(REQUIRED TASK):
Reproduce the records. Keep every word exact and include no images.

(TASK INPUTS):
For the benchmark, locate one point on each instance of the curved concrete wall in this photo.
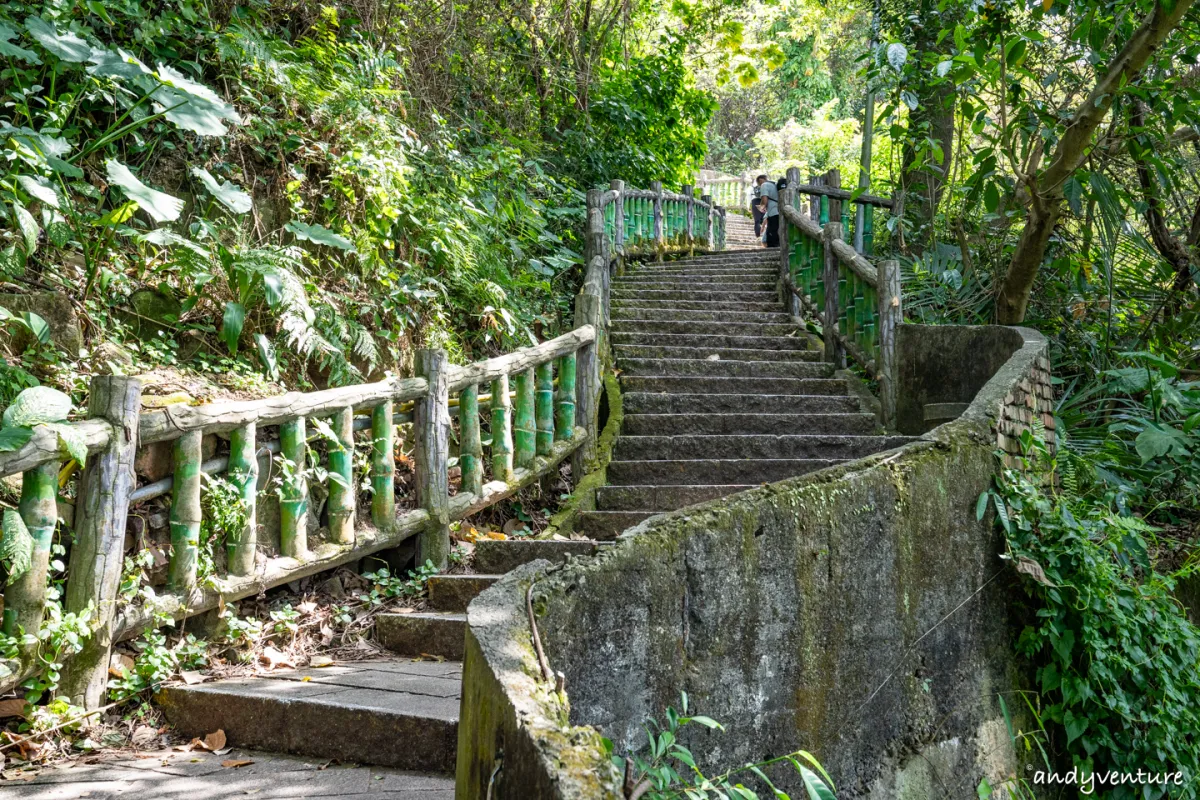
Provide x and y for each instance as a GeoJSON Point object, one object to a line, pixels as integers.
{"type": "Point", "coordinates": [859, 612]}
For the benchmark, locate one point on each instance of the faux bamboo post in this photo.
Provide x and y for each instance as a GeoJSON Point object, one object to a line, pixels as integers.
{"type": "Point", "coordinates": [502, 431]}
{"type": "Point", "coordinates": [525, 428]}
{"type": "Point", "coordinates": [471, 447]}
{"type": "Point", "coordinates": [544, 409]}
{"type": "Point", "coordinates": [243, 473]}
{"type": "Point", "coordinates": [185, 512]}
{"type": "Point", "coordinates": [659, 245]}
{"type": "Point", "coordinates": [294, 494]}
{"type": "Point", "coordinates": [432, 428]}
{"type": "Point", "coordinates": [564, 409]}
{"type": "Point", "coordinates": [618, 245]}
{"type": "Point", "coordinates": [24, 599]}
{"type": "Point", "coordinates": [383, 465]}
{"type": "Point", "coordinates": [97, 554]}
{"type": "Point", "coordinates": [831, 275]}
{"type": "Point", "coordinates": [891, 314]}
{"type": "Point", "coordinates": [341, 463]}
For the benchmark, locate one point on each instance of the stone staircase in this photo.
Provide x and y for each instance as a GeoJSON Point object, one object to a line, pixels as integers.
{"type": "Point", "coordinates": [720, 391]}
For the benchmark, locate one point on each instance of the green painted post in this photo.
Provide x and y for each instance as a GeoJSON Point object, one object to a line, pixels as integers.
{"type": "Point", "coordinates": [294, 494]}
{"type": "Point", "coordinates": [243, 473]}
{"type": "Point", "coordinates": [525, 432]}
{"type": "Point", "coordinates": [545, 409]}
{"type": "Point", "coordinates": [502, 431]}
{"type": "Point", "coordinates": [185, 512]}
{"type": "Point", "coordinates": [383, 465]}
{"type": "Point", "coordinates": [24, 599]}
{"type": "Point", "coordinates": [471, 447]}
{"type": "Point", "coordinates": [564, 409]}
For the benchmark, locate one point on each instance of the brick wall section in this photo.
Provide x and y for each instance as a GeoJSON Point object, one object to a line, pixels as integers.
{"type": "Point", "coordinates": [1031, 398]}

(ANSWER BELOW):
For the benchmark, locate one point on each instance of the curved concrete wall in this photo.
Provide x and y for each instance as a GeoJSON Point object, one object to a line, pixels as integers.
{"type": "Point", "coordinates": [859, 612]}
For the benchmark, locate one point on each instance of the faux bamboo post in this photo.
Provide x and y for each instance as a GeoJSON Point object, one object to a line, pixels as integers.
{"type": "Point", "coordinates": [502, 431]}
{"type": "Point", "coordinates": [525, 428]}
{"type": "Point", "coordinates": [471, 447]}
{"type": "Point", "coordinates": [544, 409]}
{"type": "Point", "coordinates": [243, 473]}
{"type": "Point", "coordinates": [185, 512]}
{"type": "Point", "coordinates": [659, 245]}
{"type": "Point", "coordinates": [294, 494]}
{"type": "Point", "coordinates": [432, 428]}
{"type": "Point", "coordinates": [564, 409]}
{"type": "Point", "coordinates": [618, 245]}
{"type": "Point", "coordinates": [24, 599]}
{"type": "Point", "coordinates": [383, 465]}
{"type": "Point", "coordinates": [97, 554]}
{"type": "Point", "coordinates": [831, 275]}
{"type": "Point", "coordinates": [891, 314]}
{"type": "Point", "coordinates": [341, 463]}
For the benchmark, locate one point on each instance of the stone staircase in this photo.
Provide x and y for each instance as a GeoJSON Point object, one object to a line, pixels as integers.
{"type": "Point", "coordinates": [720, 391]}
For the benchmark, locate one point on each instance of the green painted post in this photo.
Provide x and y for each instance as a GeoJSON Point object, one object to a line, pixels as integers.
{"type": "Point", "coordinates": [294, 494]}
{"type": "Point", "coordinates": [243, 473]}
{"type": "Point", "coordinates": [525, 432]}
{"type": "Point", "coordinates": [545, 409]}
{"type": "Point", "coordinates": [502, 431]}
{"type": "Point", "coordinates": [185, 512]}
{"type": "Point", "coordinates": [383, 465]}
{"type": "Point", "coordinates": [24, 599]}
{"type": "Point", "coordinates": [471, 447]}
{"type": "Point", "coordinates": [564, 409]}
For the benchmark, locate one point on each instance of the brick wall section in this photo.
Provide x and y for each instance as a GeoJSON Point object, one object to a line, pixels as integers.
{"type": "Point", "coordinates": [1031, 398]}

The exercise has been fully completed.